▶ [KURZE AUFGABE 1]
Entscheiden Sie, ob die folgenden Aussagen mit dem Textabschnitt über den Chiemgau übereinstimmen, und belegen Sie jede Antwort (Ja oder Nein) mit den entscheidenden Worten des Textes im genauen Wortlaut: (a) Der Chiemgau liegt in Südostoberbayern. (b) Die Fotos im Kochbuch stammen von Hannelore Fisgus. (c) Sylt wird als die einzige schöne Gegend Deutschlands bezeichnet.
▶ [KURZE AUFGABE 2]
Ändern Sie im Textabschnitt über den Chiemgau alles von „Chiemgauer Schmankerl“ bis hinunter zu „Gegend in Deutschland.“, indem Sie „Nordseeinsel“ durch „Ferieninsel“ ersetzen, und geben Sie die Passage so wieder.

▶ [TEXTABSCHNITT]
───
Chiemgauer Schmankerl

Die Insel Sylt zitterte bekanntermaßen vor dem Neun-Euro-Ticket (für jene die sich nicht erinnern: das war so ein Sommer-High), das „den Pöbel“ ganz in den Norden bringen sollte. Dabei ist die Nordseeinsel vielleicht eine der schönsten, aber lange nicht die einzig schöne Gegend in Deutschland.

Bilderbuchlandschaft im Süden

Buchstäblich am anderen Ende der Republik in Südostoberbayern liegt der Chiemgau, eine der wohl ebenfalls schönsten Gegenden Deutschlands mit malerischen Seen, weiten Feldern und hoch aufragenden Bergen. Und der Chiemgau hat auch kulinarisch einiges zu bieten. Was genau, das stellen die Autorin Hannelore Fisgus und der Fotograf Ingolf Hatz in Das Chiemgau Kochbuch – Die junge Küche rund um das bayerische Meer – Gerichte. Porträts. Geschichten. vor, das im 9-Euro-TicketSommer im Christian Verlag erschienen ist.
───
(Datensätze aus einer Datensammlung)
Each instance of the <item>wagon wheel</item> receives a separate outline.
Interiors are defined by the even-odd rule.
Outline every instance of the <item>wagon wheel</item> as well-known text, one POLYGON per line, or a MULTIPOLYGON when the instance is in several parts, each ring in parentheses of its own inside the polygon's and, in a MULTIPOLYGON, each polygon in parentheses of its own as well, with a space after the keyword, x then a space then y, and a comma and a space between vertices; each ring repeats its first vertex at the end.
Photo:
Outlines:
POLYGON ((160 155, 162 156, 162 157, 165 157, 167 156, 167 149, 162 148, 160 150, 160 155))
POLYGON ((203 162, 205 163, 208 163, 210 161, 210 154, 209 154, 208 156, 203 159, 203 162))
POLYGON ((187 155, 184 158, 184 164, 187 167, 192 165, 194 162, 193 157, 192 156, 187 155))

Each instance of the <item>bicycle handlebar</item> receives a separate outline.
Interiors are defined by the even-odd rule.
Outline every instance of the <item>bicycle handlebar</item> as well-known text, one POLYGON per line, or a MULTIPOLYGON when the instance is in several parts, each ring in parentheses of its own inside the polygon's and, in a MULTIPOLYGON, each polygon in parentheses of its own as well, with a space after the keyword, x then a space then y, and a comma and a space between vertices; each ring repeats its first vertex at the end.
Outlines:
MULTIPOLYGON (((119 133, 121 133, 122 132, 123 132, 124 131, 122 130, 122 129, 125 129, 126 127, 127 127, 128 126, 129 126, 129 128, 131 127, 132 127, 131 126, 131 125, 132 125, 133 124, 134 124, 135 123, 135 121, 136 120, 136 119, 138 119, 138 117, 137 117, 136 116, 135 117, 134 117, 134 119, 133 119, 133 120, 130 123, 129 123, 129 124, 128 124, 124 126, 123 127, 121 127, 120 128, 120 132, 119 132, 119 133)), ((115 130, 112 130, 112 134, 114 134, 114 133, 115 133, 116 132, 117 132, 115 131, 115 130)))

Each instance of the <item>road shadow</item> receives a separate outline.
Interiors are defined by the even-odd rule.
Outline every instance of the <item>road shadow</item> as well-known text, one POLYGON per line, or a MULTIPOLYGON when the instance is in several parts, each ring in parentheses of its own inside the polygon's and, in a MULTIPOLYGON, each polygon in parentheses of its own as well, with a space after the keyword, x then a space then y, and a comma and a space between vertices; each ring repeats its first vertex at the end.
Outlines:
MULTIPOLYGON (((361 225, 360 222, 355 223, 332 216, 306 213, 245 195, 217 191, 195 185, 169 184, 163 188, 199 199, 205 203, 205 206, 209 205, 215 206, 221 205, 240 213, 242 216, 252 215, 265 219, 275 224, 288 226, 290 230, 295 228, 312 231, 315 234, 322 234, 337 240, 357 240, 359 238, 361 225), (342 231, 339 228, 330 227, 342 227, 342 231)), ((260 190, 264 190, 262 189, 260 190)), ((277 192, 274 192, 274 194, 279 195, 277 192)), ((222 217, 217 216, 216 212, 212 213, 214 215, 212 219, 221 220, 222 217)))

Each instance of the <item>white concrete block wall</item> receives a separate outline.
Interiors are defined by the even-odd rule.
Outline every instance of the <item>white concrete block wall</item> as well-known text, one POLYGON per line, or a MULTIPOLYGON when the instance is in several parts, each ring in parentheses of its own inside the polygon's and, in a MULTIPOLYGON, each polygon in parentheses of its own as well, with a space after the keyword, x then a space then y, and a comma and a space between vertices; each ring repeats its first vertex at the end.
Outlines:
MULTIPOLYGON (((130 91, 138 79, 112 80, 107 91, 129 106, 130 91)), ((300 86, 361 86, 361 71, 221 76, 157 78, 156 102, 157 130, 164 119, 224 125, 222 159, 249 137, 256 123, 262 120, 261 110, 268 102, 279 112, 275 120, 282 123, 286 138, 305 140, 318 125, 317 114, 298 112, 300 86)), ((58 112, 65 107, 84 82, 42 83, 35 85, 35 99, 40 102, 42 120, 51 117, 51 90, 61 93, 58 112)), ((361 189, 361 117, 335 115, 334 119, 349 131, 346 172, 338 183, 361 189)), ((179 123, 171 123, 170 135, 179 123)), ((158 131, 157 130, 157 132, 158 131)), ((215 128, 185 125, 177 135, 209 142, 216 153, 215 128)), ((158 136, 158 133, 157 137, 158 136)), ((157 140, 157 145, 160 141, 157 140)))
───
▶ [RICHTIGE LÖSUNG 1]
(a) Ja: „in Südostoberbayern liegt der Chiemgau“
(b) Nein: „die Autorin Hannelore Fisgus und der Fotograf Ingolf Hatz“
(c) Nein: „aber lange nicht die einzig schöne Gegend in Deutschland“

▶ [RICHTIGE LÖSUNG 2]
Chiemgauer Schmankerl

Die Insel Sylt zitterte bekanntermaßen vor dem Neun-Euro-Ticket (für jene die sich nicht erinnern: das war so ein Sommer-High), das „den Pöbel“ ganz in den Norden bringen sollte. Dabei ist die Ferieninsel vielleicht eine der schönsten, aber lange nicht die einzig schöne Gegend in Deutschland.